Exercise instructions:
Print every record below exactly as it stands.

Saved data entries
^^^^
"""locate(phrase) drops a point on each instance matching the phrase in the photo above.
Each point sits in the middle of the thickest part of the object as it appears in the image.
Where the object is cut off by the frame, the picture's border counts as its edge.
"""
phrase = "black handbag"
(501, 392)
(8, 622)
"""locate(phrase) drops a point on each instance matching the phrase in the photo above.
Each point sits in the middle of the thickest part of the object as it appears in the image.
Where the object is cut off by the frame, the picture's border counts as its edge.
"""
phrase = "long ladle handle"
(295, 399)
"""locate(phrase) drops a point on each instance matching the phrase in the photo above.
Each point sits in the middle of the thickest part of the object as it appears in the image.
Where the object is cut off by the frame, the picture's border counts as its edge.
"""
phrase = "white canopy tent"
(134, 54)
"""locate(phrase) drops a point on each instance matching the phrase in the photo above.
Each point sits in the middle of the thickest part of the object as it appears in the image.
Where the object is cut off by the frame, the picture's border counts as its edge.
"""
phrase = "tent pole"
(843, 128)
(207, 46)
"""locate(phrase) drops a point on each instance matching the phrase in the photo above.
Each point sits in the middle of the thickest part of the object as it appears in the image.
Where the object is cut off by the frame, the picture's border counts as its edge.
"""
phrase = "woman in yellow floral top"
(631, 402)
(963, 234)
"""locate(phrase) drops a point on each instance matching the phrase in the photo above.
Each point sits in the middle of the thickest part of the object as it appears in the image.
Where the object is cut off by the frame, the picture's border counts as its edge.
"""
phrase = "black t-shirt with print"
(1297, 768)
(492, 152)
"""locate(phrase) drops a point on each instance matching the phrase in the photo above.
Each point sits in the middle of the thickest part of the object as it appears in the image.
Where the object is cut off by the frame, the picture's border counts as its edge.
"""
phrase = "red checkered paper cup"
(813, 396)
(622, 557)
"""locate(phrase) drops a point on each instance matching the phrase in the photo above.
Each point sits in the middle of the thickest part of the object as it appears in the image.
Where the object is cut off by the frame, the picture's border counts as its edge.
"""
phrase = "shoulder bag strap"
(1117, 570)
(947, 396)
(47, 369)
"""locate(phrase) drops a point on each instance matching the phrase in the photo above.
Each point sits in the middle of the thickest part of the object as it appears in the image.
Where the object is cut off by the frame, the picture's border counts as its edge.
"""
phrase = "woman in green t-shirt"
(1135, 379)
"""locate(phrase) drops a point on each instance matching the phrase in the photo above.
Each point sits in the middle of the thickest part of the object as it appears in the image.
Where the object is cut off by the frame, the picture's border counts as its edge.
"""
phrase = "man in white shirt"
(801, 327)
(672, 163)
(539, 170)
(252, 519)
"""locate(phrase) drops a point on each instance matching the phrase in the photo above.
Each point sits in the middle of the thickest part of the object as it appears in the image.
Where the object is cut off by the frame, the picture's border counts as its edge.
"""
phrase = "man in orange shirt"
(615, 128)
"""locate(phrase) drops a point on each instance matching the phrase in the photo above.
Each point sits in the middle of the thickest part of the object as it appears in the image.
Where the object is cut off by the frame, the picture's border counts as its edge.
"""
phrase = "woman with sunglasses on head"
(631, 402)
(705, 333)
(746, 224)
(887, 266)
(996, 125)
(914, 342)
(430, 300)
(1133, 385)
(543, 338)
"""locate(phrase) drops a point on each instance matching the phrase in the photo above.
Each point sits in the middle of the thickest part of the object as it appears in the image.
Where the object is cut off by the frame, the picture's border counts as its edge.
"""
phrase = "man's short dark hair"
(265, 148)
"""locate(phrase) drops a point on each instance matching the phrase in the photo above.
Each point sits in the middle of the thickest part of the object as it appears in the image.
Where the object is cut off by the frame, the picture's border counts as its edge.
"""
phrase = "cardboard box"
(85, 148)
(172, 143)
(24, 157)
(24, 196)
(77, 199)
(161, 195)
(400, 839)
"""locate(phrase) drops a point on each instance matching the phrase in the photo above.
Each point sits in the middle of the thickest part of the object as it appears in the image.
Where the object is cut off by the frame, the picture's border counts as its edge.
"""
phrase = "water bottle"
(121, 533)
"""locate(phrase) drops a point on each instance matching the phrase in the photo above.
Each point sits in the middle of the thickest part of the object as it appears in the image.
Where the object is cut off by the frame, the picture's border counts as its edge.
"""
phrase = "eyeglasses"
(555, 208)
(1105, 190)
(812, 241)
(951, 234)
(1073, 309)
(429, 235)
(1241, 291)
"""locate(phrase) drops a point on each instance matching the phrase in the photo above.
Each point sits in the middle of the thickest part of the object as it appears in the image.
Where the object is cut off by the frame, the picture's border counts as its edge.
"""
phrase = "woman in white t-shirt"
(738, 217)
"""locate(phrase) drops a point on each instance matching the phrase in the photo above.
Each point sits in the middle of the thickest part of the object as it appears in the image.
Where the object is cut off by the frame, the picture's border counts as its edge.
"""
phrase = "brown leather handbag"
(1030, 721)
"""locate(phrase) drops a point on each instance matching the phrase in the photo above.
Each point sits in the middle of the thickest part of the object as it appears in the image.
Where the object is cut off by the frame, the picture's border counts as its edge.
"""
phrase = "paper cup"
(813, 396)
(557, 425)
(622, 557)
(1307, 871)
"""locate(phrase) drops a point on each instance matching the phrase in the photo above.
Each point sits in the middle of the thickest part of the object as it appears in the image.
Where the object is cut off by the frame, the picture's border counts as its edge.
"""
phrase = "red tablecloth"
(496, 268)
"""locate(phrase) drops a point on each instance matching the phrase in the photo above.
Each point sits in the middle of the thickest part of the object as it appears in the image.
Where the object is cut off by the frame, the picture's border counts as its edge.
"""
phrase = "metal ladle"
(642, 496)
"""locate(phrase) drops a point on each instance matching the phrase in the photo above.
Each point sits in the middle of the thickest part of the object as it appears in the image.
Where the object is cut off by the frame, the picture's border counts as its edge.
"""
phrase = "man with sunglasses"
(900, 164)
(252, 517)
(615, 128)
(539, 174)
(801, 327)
^^^^
Response to this exercise:
"""locate(phrase) drops a point on each instance matching the phrase in the photo above.
Each point sits in the middle of the thickest part of the object as it appears in the image.
Where the object is cut off by the frame, the picture's border counts as its edge.
"""
phrase = "black handbag"
(501, 392)
(8, 622)
"""locate(phrase) drops a point on each instance matching the phrase in the photo above.
Each point sits in the middle of the thickest part of the object as it appears in the image.
Where the object is cut off by the frame, the picture's border counts as its edge.
"""
phrase = "long ladle handle"
(295, 399)
"""locate(phrase) drops a point on each instance matching the phrase in the photo above.
Each point sits in the middle of the thickest part of the object as it appears in the image.
Where the object is cut off by the frame, the picture's border counts as its edge.
"""
phrase = "white canopy tent"
(134, 54)
"""locate(phrase) drops a point on each instance matching the phrase in the photo above.
Each point sits in the middle of the thickest part of the object as it appears in the image.
Where the object is cut off by the frame, the picture's border counts as its edge.
"""
phrase = "tent pole"
(843, 128)
(207, 46)
"""locate(phrase) drops a point on each instance matching the phrase in the photo above.
Each point sits in the middle of the thickest part of the object as it appears in the image.
Where the object is cut off by the frame, the picture's border counts as its edge.
"""
phrase = "woman in yellow floral top"
(631, 402)
(963, 234)
"""locate(phrase) drops a point on each instance matching the phrase in the photo above.
Each point sits in the middle of the thickest part of the object as it appears in the image.
Where the object is cut off by the frame, the picture's border counts as its edge.
"""
phrase = "black t-shirt with print"
(1297, 768)
(492, 152)
"""locate(phrase) drops a point on each instance matching the phrase in the photo above.
Each point sits in the middle of the thickest part of the object as it appears in the image.
Where the object is cut off by the frame, the picture's border counts as its edge.
"""
phrase = "red checkered paper cup"
(813, 396)
(622, 557)
"""locate(phrase) drops a point on each instance matching the phrase in the photo above.
Each point sits in the middle of the thickest part of the object as it appears in the image.
Where the object is cut off by the frame, the picture's border counts as its edge.
"""
phrase = "shoulder bag strap"
(1117, 570)
(947, 396)
(47, 369)
"""locate(phrase) drops a point on each instance matching the phrase in the photo above.
Each point sits in the middle of the thickest part of the object as it appears in the image.
Where the object is cut off by the frame, the picture's border counts as its edge.
"""
phrase = "woman in green t-shirt"
(1135, 379)
"""locate(phrase) drops a point on each instance matching the phrase in the photo above.
Each point sits in the middle of the thickest part of the object as it appears in the image.
Where the object is cut off by the frame, the picture's border counts as its edge.
"""
phrase = "man in white shirt"
(801, 327)
(672, 163)
(539, 170)
(252, 519)
"""locate(phrase) drops a point on each instance matching the phrase in the photo above.
Each point sits in the middle of the thickest part of the object as it appears in the image.
Where the object is cut off by the frame, the picture's border counts as its edge.
"""
phrase = "man in orange shirt"
(615, 128)
"""locate(phrase) drops a point on each instance matching the phrase in the photo above.
Each point sits in the middle of the thickest part of the object as it appears in the image.
Where the object is cut off by the frame, the picture's border counts as its edge.
"""
phrase = "woman with sunglasses on head"
(631, 402)
(705, 333)
(746, 224)
(887, 266)
(996, 125)
(914, 342)
(430, 300)
(1133, 385)
(543, 338)
"""locate(phrase) drops a point on each instance matching the phrase in the photo above.
Each point sits in the middle of the thickest part of the object as it appears in the image.
Where the object is cut off by the frame, the picture's border counts as its edge.
"""
phrase = "man's short dark hair"
(265, 148)
"""locate(phrase) drops a point on each instance matching the phrase in the photo above.
Each point sits in the middle of the thickest part of the object as it appears in the image.
Where the object is cut off by the frame, the picture's border counts as its edge.
"""
phrase = "cardboard box"
(85, 148)
(172, 143)
(24, 157)
(24, 196)
(77, 199)
(161, 195)
(400, 839)
"""locate(phrase) drops a point on each instance matching the phrase in the photo above.
Each point sits in the middle of the thickest part of the object as it appears in the image.
Where the object is cut off by the frame, the picture's border counts as its edge.
"""
phrase = "water bottle"
(121, 533)
"""locate(phrase) drops a point on each instance matching the phrase in the photo above.
Each point sits in the middle of the thickest part of the object as it appears in the image.
Where the object is cut off by the frame, the picture's border counts as its edge.
"""
phrase = "eyeglasses"
(555, 208)
(1105, 190)
(812, 241)
(951, 234)
(1073, 309)
(429, 235)
(1241, 291)
"""locate(phrase) drops a point on each instance matching the phrase in the photo above.
Each point sits in the middle of the thickest part of the object as it appears in the image.
Where the object is cut off by the frame, the picture's border counts as its edge.
"""
phrase = "woman in white t-shirt"
(738, 217)
"""locate(phrase) drops a point on each instance matching the phrase in the photo above.
Each point sits in the middle of the thickest part of the object as it appears in the image.
Where the object is cut off by the frame, the picture's border counts as its edge.
"""
phrase = "brown leather handbag"
(1030, 721)
"""locate(phrase) drops a point on each instance matching the phrase in the photo above.
Each point sits in the middle of the thickest part of the object as it appears in the image.
Where the object is cut off by the frame, the picture's border counts as its edge.
"""
phrase = "paper cup"
(813, 396)
(557, 425)
(622, 557)
(1307, 871)
"""locate(phrase) drops a point on each instance matching the phrase in the photo above.
Each point sits in the middle of the thickest part of the object as it appears in the image.
Where the object is cut off by the frame, the picture's border counts as its edge.
"""
phrase = "red tablecloth"
(496, 268)
"""locate(phrase) drops a point on each instance matching the phrase in the photo above.
Each point sits in the middle of the thickest part of the object as it appears in the image.
Where the object is cut off by the frame, the picture's border counts as its edge.
"""
phrase = "metal ladle"
(642, 496)
"""locate(phrase) drops a point on each instance matching the phrase in the photo above.
Each point sits in the middle of the thickest part of the object as it appears in the image.
Where the object is cut off by the frame, the picture's border counts as its edge.
"""
phrase = "man with sunglasses"
(900, 164)
(252, 517)
(615, 128)
(539, 174)
(801, 327)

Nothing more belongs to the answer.